Return, word for word, the lines of the listing below from the one with "positive clicks: (247, 235) (260, 177)" through the one with "positive clicks: (242, 38)", and no other lines.

INFORMATION SHOWN |
[Start of section]

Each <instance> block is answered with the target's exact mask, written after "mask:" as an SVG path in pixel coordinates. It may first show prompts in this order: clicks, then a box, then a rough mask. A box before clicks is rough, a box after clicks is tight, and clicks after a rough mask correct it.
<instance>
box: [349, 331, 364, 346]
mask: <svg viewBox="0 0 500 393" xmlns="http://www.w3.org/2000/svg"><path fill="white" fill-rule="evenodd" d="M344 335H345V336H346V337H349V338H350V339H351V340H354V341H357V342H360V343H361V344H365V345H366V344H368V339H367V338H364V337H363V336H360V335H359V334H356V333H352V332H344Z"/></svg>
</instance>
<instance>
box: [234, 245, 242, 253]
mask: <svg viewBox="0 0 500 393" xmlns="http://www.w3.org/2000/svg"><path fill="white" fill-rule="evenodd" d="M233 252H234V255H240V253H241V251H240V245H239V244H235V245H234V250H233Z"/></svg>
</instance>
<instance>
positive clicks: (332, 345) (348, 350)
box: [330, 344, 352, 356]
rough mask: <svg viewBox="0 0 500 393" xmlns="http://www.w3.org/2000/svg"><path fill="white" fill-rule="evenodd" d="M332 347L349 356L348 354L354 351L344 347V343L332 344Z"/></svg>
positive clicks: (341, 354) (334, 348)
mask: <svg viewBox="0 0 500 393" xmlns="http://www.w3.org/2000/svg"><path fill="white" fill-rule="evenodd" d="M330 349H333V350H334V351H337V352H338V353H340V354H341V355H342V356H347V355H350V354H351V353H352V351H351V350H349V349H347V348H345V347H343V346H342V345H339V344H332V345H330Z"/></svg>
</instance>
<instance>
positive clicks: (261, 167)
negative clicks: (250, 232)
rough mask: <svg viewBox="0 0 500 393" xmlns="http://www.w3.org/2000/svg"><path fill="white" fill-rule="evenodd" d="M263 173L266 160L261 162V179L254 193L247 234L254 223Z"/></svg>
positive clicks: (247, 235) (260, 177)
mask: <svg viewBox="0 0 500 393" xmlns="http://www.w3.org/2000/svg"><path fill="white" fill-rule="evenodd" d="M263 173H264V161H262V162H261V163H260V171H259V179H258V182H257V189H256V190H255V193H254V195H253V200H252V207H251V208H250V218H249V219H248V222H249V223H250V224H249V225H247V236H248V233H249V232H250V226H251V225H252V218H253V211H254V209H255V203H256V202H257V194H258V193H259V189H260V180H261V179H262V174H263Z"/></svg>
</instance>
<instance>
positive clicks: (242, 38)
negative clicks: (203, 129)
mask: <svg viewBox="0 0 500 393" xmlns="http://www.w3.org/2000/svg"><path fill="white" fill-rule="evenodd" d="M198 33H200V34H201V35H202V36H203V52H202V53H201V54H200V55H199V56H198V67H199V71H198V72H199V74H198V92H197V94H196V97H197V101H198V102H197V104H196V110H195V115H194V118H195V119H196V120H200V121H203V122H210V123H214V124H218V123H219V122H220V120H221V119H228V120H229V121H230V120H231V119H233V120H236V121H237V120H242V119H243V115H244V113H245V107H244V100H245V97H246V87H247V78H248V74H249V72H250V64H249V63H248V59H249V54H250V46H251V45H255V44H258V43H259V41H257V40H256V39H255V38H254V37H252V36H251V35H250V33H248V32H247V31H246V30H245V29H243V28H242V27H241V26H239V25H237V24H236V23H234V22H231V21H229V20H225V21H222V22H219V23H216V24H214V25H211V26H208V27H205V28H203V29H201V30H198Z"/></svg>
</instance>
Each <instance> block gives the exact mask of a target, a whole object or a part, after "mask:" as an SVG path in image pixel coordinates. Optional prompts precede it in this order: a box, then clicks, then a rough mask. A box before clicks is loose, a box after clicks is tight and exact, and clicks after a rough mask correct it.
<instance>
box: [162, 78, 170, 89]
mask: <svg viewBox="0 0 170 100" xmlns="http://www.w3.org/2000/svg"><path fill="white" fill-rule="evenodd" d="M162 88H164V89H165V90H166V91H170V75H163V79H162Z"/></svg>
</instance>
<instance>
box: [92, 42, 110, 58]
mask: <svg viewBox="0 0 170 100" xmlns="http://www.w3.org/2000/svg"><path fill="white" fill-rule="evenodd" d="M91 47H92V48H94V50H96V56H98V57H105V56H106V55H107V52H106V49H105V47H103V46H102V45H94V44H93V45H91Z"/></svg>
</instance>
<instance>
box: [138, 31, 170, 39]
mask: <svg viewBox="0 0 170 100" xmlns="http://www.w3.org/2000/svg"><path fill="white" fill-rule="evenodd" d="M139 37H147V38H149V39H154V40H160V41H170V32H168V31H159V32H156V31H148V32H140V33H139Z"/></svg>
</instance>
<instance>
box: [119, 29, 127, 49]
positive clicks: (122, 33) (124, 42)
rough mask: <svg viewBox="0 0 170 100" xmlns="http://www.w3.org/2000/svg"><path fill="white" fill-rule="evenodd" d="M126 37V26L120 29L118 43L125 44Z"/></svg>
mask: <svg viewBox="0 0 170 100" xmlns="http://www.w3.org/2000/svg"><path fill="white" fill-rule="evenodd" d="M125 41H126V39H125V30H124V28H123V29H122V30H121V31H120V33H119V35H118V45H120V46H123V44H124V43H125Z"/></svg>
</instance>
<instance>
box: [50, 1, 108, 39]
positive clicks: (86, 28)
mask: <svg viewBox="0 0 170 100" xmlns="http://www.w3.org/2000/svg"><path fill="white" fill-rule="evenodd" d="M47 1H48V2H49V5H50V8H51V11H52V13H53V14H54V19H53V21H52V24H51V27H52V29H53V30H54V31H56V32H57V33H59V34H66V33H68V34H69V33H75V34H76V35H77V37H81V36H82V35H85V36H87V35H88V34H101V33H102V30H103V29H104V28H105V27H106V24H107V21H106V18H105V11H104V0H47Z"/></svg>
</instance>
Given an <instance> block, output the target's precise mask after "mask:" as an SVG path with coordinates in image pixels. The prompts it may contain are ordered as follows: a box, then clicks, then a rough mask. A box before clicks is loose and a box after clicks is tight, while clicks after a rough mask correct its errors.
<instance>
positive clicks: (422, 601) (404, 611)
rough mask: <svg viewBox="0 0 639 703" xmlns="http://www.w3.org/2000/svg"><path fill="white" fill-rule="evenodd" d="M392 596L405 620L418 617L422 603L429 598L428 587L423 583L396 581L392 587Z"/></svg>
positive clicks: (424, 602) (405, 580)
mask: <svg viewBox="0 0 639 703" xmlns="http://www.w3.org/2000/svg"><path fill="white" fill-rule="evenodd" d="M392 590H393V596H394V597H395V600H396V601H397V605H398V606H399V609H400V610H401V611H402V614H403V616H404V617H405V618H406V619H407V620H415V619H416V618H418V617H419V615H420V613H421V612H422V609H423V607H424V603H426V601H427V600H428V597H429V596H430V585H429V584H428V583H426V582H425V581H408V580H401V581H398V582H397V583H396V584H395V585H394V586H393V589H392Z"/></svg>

[End of section]

OUTPUT BELOW |
positive clicks: (247, 235) (260, 177)
mask: <svg viewBox="0 0 500 393" xmlns="http://www.w3.org/2000/svg"><path fill="white" fill-rule="evenodd" d="M263 173H264V161H262V162H261V163H260V171H259V179H258V182H257V189H256V190H255V193H254V195H253V200H252V207H251V208H250V218H249V219H248V222H249V223H250V224H249V225H247V236H248V233H249V232H250V226H251V225H252V218H253V211H254V209H255V203H256V202H257V194H258V193H259V189H260V180H261V179H262V174H263Z"/></svg>
</instance>
<instance>
positive clicks: (242, 38)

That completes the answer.